# ENTRIES PROVIDED
▽
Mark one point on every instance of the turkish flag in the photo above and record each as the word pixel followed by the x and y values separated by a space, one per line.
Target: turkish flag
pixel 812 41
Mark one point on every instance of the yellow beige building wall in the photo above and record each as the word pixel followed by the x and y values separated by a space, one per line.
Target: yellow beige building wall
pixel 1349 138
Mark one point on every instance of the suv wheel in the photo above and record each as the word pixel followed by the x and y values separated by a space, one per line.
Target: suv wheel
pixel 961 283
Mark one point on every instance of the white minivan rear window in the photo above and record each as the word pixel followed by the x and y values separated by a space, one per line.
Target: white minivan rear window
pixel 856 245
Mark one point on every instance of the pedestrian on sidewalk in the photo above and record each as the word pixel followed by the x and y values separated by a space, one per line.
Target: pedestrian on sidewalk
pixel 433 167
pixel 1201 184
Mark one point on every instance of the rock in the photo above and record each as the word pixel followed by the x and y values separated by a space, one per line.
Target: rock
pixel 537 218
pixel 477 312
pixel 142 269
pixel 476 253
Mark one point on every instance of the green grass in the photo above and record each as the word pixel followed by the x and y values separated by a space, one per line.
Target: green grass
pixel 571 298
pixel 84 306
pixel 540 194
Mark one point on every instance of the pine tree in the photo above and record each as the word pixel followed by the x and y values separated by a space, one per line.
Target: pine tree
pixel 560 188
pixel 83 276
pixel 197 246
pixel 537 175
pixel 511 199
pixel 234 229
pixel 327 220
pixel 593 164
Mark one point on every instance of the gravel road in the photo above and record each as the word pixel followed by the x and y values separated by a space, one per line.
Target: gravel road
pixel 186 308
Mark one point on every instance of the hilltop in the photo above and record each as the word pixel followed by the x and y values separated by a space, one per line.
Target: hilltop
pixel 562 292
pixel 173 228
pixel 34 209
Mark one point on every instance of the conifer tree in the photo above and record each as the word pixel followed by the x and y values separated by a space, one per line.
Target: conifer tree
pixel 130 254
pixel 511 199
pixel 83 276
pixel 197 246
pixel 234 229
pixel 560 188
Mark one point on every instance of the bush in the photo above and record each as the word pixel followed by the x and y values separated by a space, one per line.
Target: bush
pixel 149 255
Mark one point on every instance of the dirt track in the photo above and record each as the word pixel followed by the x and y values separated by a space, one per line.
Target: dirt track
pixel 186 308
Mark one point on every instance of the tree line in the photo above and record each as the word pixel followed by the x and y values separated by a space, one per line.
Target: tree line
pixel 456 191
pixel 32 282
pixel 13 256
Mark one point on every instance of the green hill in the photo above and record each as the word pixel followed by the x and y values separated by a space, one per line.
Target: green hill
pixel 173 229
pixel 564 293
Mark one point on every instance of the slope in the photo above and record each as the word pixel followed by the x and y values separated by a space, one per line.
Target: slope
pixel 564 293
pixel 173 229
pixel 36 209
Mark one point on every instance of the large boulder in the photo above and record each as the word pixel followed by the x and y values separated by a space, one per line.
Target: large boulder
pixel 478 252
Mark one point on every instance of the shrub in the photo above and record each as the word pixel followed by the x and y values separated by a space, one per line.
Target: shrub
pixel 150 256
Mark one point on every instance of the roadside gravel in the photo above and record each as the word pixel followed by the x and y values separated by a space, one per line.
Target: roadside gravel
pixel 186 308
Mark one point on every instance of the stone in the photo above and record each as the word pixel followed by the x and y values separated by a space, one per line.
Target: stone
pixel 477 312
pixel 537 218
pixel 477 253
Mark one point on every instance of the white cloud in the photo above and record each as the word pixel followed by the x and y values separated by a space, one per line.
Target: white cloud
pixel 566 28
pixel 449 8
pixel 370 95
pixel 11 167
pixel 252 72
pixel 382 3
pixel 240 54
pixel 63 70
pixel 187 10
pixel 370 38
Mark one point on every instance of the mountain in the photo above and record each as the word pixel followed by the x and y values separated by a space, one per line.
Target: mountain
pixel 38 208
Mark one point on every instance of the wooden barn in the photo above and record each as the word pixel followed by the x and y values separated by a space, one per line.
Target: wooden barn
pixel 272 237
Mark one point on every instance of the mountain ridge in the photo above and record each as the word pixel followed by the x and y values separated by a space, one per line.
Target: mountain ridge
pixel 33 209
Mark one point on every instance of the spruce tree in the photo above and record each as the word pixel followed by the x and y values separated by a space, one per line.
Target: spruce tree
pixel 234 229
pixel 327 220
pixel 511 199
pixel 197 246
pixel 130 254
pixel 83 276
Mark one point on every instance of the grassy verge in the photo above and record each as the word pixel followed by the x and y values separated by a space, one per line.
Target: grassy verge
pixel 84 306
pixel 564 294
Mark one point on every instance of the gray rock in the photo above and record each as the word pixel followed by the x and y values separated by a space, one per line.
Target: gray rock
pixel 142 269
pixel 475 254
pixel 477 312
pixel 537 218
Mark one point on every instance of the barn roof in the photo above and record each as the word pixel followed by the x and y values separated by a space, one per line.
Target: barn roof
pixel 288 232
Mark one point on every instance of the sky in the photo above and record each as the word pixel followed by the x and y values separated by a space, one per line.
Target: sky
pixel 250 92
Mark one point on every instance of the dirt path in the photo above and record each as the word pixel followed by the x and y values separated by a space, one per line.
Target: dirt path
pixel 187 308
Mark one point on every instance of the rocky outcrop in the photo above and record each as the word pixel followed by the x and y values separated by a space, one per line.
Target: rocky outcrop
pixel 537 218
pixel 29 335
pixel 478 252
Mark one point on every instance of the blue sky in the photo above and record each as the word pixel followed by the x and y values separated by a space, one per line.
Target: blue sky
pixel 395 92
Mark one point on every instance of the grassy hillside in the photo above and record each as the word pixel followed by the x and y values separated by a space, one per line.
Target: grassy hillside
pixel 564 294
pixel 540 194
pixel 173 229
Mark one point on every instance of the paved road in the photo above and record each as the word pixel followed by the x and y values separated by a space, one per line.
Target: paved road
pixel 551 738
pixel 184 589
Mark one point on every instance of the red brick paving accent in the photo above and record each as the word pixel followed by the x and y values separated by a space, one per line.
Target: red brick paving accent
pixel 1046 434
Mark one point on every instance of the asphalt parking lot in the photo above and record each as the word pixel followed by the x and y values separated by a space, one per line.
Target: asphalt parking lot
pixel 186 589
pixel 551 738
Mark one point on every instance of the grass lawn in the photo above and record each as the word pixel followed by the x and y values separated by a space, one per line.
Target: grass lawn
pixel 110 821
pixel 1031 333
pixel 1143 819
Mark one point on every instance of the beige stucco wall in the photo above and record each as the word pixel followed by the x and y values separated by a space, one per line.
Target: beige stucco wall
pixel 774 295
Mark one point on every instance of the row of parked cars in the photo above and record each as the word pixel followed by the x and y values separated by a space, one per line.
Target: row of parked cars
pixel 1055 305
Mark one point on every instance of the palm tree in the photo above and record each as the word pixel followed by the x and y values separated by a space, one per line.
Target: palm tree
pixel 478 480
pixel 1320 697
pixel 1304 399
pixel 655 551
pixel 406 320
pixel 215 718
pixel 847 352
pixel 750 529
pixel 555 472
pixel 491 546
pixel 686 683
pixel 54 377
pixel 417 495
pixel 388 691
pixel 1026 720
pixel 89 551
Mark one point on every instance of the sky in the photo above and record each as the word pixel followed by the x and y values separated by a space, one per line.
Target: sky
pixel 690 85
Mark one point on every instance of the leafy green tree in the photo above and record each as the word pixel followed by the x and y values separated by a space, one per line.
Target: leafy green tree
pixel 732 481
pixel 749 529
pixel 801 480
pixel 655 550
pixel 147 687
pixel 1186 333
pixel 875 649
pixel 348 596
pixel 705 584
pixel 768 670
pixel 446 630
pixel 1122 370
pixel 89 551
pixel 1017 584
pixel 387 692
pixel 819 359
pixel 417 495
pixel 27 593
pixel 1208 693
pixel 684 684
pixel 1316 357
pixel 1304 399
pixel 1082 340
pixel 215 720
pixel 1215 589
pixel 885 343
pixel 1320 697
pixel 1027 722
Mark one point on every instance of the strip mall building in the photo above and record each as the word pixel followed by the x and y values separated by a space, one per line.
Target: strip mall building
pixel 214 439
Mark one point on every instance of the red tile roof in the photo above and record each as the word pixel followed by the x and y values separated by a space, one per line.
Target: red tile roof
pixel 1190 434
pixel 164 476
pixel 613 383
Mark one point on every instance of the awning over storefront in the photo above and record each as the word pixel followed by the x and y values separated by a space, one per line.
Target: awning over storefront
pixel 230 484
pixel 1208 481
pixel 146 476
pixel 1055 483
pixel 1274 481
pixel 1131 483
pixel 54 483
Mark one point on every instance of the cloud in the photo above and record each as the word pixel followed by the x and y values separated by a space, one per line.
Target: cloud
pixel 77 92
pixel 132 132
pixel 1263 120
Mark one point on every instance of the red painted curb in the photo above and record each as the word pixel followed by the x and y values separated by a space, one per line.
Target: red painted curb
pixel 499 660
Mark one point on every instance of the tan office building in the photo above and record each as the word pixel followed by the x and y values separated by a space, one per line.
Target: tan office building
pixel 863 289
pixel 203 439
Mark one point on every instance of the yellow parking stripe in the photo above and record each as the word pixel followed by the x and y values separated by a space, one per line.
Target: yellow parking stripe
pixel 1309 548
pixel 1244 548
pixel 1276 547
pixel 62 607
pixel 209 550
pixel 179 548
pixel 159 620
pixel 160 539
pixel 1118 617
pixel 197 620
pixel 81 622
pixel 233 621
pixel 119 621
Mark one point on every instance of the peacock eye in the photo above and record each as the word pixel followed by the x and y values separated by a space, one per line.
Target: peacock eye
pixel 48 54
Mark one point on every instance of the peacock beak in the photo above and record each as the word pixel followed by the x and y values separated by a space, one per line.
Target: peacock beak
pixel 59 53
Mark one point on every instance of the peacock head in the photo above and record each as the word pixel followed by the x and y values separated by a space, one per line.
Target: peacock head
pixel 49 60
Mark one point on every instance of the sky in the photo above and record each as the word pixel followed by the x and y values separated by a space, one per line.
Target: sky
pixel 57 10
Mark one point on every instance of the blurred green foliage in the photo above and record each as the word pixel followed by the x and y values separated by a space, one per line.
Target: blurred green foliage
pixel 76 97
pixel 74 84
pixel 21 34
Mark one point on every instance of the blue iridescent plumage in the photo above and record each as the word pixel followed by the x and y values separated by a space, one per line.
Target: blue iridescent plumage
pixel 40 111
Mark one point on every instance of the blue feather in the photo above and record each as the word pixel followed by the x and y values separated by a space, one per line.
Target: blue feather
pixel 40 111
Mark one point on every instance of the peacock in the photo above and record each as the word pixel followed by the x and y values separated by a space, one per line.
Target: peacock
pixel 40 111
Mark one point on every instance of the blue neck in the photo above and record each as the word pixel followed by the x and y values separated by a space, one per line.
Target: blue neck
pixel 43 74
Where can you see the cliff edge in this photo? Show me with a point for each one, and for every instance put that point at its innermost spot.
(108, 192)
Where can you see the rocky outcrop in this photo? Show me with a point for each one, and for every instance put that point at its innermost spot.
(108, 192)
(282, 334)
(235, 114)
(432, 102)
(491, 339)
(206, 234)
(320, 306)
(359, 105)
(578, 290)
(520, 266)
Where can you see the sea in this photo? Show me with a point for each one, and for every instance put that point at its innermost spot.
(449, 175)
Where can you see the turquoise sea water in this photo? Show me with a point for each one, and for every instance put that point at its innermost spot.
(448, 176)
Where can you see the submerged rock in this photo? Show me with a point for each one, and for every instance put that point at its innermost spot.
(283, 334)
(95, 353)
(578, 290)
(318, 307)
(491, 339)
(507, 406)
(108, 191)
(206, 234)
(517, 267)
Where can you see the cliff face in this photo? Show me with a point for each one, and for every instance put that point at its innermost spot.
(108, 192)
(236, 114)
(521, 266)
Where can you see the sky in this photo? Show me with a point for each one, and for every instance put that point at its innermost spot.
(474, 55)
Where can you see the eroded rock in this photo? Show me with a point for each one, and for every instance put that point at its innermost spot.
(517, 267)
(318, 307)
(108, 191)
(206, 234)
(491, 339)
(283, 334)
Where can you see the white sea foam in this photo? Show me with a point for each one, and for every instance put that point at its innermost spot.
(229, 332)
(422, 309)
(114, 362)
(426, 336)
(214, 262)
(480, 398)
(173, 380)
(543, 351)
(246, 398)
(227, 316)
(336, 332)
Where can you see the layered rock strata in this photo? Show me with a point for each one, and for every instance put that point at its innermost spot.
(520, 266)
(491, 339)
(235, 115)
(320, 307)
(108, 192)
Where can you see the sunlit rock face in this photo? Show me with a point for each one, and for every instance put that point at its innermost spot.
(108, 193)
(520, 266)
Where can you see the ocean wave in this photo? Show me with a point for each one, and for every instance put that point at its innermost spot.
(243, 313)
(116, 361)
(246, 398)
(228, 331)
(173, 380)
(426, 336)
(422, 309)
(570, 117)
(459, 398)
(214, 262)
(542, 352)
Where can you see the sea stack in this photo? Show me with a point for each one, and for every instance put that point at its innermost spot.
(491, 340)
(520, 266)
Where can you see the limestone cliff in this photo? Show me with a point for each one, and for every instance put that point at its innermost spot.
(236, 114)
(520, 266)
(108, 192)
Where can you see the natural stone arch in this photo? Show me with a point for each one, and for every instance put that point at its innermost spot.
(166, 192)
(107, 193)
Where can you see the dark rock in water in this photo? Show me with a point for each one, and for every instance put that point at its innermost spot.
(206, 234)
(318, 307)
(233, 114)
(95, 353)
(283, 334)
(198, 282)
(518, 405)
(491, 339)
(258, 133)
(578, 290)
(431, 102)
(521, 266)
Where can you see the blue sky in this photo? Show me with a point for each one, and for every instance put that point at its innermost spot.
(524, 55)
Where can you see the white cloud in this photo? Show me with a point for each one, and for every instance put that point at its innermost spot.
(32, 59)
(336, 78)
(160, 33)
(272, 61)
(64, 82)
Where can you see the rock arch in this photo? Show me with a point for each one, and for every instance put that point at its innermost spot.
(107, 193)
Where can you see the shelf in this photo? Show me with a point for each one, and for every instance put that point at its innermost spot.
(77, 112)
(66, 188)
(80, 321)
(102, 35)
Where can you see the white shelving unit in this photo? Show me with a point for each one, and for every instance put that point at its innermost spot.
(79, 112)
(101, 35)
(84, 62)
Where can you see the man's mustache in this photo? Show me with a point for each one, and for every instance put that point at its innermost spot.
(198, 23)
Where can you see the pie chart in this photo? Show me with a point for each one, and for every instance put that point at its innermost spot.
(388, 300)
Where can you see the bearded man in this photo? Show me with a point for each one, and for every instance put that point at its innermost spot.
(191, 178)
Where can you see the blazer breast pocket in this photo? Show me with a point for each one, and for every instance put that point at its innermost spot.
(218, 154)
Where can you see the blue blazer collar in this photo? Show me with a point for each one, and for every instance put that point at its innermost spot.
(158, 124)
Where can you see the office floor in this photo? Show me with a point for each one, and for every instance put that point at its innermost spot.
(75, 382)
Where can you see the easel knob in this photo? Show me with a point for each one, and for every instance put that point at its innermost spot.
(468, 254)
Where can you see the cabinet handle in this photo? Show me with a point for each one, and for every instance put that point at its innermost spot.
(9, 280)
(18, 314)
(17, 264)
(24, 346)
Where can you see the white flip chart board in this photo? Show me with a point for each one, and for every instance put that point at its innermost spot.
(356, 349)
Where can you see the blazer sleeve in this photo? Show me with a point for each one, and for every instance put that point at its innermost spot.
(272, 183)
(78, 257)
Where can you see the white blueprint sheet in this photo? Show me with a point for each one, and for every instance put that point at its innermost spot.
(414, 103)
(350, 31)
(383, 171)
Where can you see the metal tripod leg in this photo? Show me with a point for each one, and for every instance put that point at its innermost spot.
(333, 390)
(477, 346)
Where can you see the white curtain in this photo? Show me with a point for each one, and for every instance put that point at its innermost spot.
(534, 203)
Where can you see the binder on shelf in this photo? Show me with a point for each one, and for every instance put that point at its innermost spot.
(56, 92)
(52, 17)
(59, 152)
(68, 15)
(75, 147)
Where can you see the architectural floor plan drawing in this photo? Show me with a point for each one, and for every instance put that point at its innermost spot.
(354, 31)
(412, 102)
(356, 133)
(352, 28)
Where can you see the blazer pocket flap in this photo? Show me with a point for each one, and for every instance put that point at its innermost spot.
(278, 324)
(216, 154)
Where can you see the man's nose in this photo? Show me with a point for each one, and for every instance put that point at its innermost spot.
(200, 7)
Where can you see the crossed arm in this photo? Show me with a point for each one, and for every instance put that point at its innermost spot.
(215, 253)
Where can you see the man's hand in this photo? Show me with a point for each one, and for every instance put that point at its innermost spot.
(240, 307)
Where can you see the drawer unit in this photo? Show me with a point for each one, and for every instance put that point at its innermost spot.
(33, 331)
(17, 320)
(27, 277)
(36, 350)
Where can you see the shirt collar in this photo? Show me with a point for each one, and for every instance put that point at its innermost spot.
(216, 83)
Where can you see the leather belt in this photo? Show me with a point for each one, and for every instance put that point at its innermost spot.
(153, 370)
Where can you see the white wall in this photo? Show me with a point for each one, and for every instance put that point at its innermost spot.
△
The answer must consist solely of the lines from the first line of the data to the line holding "Mark one point on every instance of the hilltop", each given again exactly.

# ANSWER BELOW
Mark one point on every instance of the turkish flag in the photo above and record each as the word pixel followed by the x and y values separated by a space, one per line.
Target: turkish flag
pixel 812 41
Mark one point on every instance of the yellow beige building wall in the photo above and record each as the word pixel followed by the x and y values separated by a space, one per line.
Target: yellow beige building wall
pixel 1349 138
Mark one point on every instance of the suv wheel in the photo above and record each as the word pixel followed by the x and y values separated by a space, one per line.
Target: suv wheel
pixel 961 283
Mark one point on every instance of the white minivan rear window in the photo above and record each as the word pixel followed by the x and y values separated by a space, one per line.
Target: white minivan rear window
pixel 856 245
Mark one point on every instance of the pedestrian on sidewalk in the photo above and record each as the word pixel followed by the x and y values separated by a space, one per line.
Target: pedestrian on sidewalk
pixel 433 167
pixel 1201 184
Mark one point on every instance of the rock in the photo above and record each as the word pixel followed by the x and y values separated by a space, one per line.
Target: rock
pixel 537 218
pixel 477 312
pixel 142 269
pixel 476 253
Mark one point on every instance of the green grass in the photo above and record each as the word pixel followed by the x and y values separated by a space, one per line.
Target: green grass
pixel 571 298
pixel 84 306
pixel 540 194
Mark one point on every instance of the pine tree in the photo above and record each as the word pixel followed by the x and y values separated by a space, one per line.
Target: pine tree
pixel 560 188
pixel 83 276
pixel 197 246
pixel 537 175
pixel 511 199
pixel 234 229
pixel 327 220
pixel 593 164
Mark one point on every instance of the gravel road in the photo above and record each as the word pixel followed by the x and y values separated by a space, one per line.
Target: gravel road
pixel 186 308
Mark one point on every instance of the hilltop in the photo above and record each as the word pixel followed by the x and y values separated by a space, one per line.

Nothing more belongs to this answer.